Arrange every line of the records below as a numbered list, leaving out any blank lines.

===== Dataset content

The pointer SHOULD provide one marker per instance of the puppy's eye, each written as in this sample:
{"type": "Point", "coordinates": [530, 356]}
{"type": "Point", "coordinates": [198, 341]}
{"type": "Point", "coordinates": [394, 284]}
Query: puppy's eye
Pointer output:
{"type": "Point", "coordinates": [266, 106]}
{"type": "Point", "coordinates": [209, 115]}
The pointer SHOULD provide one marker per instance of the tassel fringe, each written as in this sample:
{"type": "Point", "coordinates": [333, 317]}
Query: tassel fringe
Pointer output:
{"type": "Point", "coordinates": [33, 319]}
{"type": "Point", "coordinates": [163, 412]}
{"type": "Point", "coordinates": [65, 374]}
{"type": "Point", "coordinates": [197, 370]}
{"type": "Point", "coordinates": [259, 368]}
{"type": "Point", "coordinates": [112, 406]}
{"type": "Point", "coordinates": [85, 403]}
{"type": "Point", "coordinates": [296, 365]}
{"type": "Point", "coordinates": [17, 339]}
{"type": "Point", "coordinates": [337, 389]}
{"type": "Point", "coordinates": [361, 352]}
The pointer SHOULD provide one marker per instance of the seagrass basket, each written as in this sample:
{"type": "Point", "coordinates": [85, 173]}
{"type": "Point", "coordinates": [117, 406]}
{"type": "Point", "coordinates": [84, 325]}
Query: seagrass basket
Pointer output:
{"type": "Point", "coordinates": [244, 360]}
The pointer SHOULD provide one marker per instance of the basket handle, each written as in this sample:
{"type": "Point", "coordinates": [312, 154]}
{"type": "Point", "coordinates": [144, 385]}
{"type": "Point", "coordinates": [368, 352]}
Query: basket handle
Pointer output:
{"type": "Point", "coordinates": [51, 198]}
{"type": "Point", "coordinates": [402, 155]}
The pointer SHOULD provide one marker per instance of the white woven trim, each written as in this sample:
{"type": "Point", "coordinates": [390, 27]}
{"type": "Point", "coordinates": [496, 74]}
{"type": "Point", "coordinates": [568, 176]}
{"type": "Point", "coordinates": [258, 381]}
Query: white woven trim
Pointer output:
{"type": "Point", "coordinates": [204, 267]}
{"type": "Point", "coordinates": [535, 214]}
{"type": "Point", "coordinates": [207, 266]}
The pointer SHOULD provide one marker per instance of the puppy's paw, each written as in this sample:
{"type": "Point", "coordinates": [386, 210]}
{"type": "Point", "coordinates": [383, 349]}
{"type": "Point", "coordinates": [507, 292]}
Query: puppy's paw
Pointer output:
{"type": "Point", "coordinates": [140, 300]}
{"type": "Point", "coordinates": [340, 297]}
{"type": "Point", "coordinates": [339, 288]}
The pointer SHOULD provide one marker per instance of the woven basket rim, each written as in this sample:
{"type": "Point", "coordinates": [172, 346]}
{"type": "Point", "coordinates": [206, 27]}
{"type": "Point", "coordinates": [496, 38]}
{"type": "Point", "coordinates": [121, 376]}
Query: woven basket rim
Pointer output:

==========

### Output
1. The pointer SHOULD provide one marker per instance of the puppy's eye, each written as in this sample:
2. {"type": "Point", "coordinates": [530, 356]}
3. {"type": "Point", "coordinates": [198, 341]}
4. {"type": "Point", "coordinates": [394, 284]}
5. Query: puppy's eye
6. Pointer output:
7. {"type": "Point", "coordinates": [266, 106]}
8. {"type": "Point", "coordinates": [209, 115]}
9. The pointer SHOULD provide one marker per instance of the tassel fringe, each written as in this sample:
10. {"type": "Point", "coordinates": [333, 317]}
11. Query: tassel fringe
12. Pointer output:
13. {"type": "Point", "coordinates": [33, 319]}
14. {"type": "Point", "coordinates": [163, 412]}
15. {"type": "Point", "coordinates": [65, 374]}
16. {"type": "Point", "coordinates": [197, 370]}
17. {"type": "Point", "coordinates": [259, 368]}
18. {"type": "Point", "coordinates": [112, 406]}
19. {"type": "Point", "coordinates": [85, 403]}
20. {"type": "Point", "coordinates": [296, 365]}
21. {"type": "Point", "coordinates": [17, 339]}
22. {"type": "Point", "coordinates": [337, 389]}
23. {"type": "Point", "coordinates": [361, 352]}
24. The pointer SHOULD provide one marker per instance of the seagrass basket, each written as in this sample:
25. {"type": "Point", "coordinates": [85, 173]}
26. {"type": "Point", "coordinates": [117, 406]}
27. {"type": "Point", "coordinates": [84, 325]}
28. Query: seagrass basket
29. Pointer output:
30. {"type": "Point", "coordinates": [244, 360]}
31. The pointer SHOULD provide one marker per instance of the basket handle, each written as in this sample:
32. {"type": "Point", "coordinates": [312, 154]}
33. {"type": "Point", "coordinates": [144, 385]}
34. {"type": "Point", "coordinates": [368, 352]}
35. Query: basket handle
36. Pointer output:
37. {"type": "Point", "coordinates": [51, 198]}
38. {"type": "Point", "coordinates": [402, 155]}
39. The pointer SHOULD provide one marker per instance of the white woven trim, each written as in this sample:
40. {"type": "Point", "coordinates": [390, 27]}
41. {"type": "Point", "coordinates": [496, 74]}
42. {"type": "Point", "coordinates": [568, 176]}
43. {"type": "Point", "coordinates": [258, 381]}
44. Query: white woven trim
45. Pointer output:
46. {"type": "Point", "coordinates": [204, 267]}
47. {"type": "Point", "coordinates": [535, 214]}
48. {"type": "Point", "coordinates": [207, 266]}
49. The pointer SHOULD provide one marker per instance of the puppy's paw, each written as in this sample:
50. {"type": "Point", "coordinates": [386, 210]}
51. {"type": "Point", "coordinates": [383, 349]}
52. {"type": "Point", "coordinates": [507, 292]}
53. Query: puppy's paw
54. Pointer output:
55. {"type": "Point", "coordinates": [140, 300]}
56. {"type": "Point", "coordinates": [340, 297]}
57. {"type": "Point", "coordinates": [339, 288]}
58. The pointer SHOULD provide one marker per instance of the woven basket rim, each written as in this sample:
59. {"type": "Point", "coordinates": [172, 346]}
60. {"type": "Point", "coordinates": [206, 27]}
61. {"type": "Point", "coordinates": [496, 38]}
62. {"type": "Point", "coordinates": [121, 376]}
63. Query: woven basket rim
64. Pointer output:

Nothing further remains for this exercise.